Exercise requirements:
Starting at the line below holding "Spot the woman" and stopping at the line holding "Spot the dense", print every line exactly, both ends included, and leave the rest out.

Given records:
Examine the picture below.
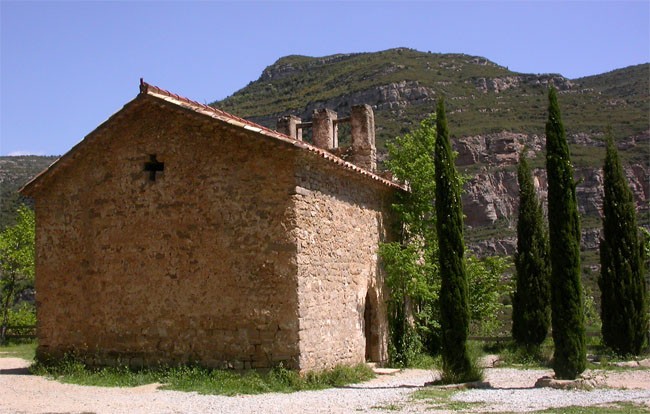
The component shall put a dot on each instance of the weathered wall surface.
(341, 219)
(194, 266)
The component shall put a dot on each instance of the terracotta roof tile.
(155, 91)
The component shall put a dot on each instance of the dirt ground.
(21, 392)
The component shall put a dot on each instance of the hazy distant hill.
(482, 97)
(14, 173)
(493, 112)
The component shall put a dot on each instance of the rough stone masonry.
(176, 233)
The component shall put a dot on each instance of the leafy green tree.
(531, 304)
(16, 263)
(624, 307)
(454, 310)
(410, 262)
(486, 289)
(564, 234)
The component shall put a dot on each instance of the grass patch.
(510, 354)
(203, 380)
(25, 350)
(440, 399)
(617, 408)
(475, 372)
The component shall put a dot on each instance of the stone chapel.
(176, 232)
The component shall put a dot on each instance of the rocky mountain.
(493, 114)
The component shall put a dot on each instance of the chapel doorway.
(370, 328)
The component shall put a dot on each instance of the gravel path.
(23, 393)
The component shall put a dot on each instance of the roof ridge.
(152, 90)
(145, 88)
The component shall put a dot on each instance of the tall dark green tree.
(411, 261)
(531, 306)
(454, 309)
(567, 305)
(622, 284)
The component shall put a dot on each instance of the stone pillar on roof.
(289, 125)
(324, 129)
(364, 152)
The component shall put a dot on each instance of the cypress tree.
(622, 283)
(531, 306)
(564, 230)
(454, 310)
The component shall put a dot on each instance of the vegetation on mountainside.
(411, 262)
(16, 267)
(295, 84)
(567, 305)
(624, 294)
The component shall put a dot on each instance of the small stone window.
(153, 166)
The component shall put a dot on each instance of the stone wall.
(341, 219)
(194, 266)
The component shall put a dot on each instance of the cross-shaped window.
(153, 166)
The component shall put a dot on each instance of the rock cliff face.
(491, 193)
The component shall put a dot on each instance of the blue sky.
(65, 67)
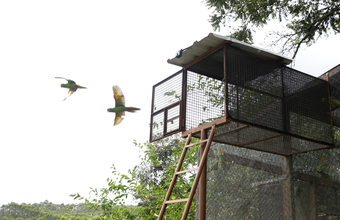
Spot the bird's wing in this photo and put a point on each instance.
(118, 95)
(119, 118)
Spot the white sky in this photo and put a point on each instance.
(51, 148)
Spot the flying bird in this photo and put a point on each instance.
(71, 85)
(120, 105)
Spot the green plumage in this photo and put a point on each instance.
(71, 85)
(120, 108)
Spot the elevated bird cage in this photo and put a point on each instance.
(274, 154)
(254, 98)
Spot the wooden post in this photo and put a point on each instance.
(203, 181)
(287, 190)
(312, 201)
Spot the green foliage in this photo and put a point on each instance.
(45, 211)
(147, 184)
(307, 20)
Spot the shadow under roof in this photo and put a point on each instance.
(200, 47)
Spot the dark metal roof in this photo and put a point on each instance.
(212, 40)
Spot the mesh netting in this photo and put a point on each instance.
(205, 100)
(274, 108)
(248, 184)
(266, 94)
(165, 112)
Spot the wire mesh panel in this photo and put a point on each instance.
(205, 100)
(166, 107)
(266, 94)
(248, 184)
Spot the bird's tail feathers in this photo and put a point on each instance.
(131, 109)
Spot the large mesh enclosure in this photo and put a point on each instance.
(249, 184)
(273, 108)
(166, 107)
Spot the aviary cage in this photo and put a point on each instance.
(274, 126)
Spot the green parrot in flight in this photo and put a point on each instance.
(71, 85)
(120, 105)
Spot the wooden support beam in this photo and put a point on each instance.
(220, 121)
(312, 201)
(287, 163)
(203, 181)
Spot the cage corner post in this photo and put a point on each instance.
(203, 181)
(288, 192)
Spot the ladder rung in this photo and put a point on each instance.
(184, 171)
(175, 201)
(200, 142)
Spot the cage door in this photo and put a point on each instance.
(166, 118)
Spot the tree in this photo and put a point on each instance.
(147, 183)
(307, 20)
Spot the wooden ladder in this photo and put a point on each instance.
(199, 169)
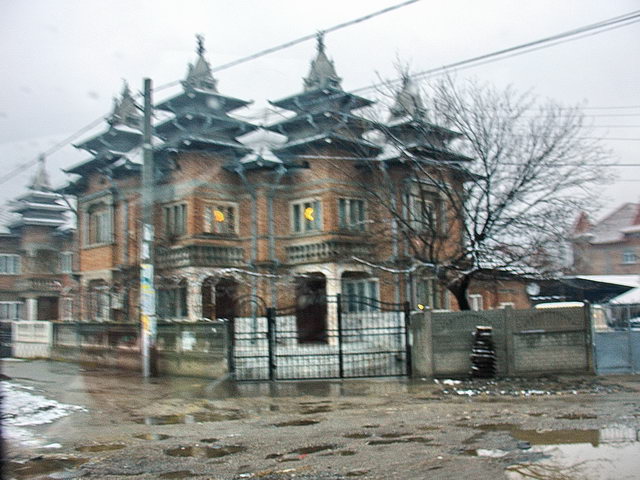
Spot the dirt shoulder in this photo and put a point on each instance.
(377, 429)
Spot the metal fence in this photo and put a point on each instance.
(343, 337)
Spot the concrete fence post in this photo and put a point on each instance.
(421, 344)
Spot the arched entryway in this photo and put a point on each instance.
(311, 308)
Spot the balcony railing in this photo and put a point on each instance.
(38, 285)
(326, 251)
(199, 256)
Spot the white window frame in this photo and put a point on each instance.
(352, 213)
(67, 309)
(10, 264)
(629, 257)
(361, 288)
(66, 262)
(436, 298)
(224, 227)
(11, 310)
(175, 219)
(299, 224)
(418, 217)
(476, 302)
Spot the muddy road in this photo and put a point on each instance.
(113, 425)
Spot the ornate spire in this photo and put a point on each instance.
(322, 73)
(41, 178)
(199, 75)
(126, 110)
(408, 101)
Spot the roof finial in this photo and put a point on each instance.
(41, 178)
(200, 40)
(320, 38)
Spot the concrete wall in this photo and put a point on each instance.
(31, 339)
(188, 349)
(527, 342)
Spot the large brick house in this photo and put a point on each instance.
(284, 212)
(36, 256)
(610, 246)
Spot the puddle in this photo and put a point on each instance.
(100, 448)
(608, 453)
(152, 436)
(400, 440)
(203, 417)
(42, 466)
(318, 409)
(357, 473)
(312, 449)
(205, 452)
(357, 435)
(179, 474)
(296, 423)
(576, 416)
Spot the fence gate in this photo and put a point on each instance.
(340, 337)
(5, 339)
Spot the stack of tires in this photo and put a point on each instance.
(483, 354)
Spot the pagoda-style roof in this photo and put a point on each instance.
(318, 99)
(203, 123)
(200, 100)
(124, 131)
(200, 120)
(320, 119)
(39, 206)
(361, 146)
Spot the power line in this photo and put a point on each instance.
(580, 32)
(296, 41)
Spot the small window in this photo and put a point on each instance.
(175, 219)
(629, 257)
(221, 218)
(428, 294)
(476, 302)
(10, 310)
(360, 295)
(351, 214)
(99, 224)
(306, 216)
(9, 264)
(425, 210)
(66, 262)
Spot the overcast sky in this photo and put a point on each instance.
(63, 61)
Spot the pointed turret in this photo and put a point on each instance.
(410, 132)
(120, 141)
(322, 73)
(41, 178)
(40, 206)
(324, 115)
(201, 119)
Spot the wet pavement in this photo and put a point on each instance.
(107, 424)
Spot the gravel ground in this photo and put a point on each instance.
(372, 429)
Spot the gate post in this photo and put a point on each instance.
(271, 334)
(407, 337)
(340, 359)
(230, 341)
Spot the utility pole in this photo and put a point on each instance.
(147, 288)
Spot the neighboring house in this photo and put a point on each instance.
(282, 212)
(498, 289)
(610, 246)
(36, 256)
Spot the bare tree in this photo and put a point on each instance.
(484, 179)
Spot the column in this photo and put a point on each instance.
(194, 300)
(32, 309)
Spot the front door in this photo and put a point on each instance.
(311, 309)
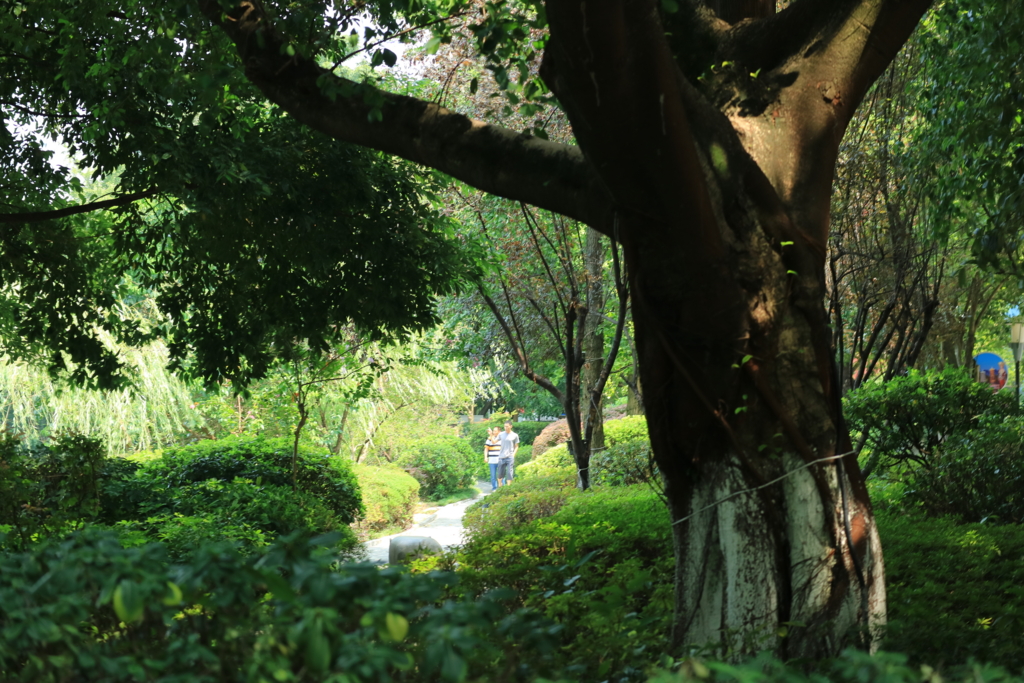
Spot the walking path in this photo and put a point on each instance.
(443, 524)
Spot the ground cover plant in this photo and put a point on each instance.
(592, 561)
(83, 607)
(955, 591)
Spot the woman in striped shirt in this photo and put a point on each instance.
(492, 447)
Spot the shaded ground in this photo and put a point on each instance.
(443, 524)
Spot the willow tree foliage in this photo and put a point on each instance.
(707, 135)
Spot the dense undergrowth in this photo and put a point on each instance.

--

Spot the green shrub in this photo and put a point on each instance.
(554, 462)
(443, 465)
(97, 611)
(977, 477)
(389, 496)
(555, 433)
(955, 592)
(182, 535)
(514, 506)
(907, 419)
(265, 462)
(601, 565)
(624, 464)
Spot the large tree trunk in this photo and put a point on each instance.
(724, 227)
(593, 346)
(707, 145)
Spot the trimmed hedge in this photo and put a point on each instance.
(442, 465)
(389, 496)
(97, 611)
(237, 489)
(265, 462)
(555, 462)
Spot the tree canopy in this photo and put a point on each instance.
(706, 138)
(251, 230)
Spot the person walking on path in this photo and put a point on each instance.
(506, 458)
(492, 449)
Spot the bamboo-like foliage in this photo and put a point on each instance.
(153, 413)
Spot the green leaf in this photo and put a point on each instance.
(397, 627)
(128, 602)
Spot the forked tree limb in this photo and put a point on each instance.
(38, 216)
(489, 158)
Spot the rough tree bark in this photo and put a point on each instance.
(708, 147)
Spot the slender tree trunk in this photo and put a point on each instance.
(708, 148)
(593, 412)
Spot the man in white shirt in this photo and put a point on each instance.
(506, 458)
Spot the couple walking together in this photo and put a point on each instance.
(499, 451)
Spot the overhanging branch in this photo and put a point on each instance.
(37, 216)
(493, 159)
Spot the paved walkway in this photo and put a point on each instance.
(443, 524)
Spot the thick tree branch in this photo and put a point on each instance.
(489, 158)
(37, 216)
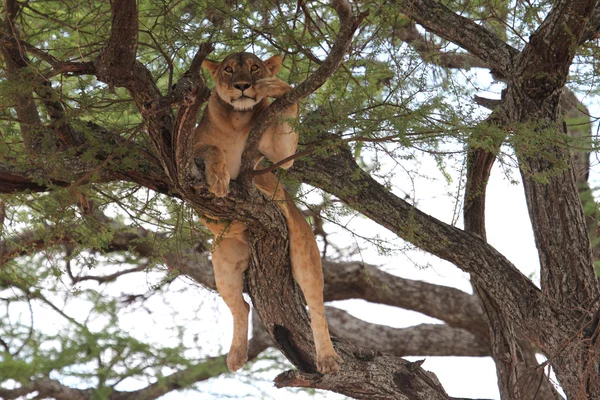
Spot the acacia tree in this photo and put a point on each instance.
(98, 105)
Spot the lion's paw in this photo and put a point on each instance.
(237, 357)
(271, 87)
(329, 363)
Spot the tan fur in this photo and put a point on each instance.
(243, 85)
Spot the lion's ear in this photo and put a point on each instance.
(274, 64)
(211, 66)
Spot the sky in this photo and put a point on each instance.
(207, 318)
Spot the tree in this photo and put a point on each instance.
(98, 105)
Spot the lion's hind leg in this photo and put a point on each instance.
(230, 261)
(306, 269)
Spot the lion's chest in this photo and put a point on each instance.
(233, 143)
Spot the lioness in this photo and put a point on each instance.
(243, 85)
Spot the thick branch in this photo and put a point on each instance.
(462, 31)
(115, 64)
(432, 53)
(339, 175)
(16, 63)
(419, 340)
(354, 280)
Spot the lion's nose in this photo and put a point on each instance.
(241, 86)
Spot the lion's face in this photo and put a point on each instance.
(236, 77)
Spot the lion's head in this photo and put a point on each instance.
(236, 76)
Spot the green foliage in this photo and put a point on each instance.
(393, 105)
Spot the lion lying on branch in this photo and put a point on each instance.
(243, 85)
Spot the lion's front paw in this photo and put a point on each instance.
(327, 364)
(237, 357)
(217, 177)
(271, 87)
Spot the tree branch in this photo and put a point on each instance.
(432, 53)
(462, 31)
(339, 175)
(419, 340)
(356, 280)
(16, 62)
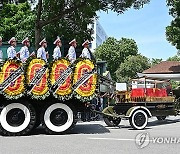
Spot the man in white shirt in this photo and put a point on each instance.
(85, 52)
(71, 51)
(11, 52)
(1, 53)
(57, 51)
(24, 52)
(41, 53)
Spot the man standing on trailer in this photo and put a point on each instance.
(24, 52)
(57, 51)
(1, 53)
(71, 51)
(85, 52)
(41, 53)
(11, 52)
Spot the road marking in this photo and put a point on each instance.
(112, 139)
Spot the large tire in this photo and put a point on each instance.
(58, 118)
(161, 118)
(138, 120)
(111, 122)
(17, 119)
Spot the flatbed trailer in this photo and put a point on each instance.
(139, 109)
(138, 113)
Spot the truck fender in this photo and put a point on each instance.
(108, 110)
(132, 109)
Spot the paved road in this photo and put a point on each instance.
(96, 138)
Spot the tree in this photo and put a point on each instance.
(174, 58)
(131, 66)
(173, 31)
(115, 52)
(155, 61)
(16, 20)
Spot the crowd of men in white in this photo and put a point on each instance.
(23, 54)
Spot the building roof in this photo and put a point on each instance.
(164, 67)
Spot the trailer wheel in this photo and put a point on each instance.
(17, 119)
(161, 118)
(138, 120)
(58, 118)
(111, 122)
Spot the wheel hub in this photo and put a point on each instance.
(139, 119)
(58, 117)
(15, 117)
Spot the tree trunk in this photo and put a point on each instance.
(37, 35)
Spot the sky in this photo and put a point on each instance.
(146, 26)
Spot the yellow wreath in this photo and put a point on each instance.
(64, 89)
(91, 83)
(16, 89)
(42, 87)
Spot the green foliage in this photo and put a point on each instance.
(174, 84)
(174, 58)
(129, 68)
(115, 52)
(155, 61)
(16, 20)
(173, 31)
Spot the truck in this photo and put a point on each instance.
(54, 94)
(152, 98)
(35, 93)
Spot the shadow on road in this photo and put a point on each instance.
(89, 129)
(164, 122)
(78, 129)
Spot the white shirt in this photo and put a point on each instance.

Problem solution:
Spot the woman in striped shirt in this photo and put a point on each instance.
(492, 447)
Spot the shaded ground in this photo and put a point on each instance.
(443, 524)
Spot the willow tree foliage in this photo and put a point on each instance.
(707, 135)
Spot the dense undergrowth in this photo and put a point on each instance.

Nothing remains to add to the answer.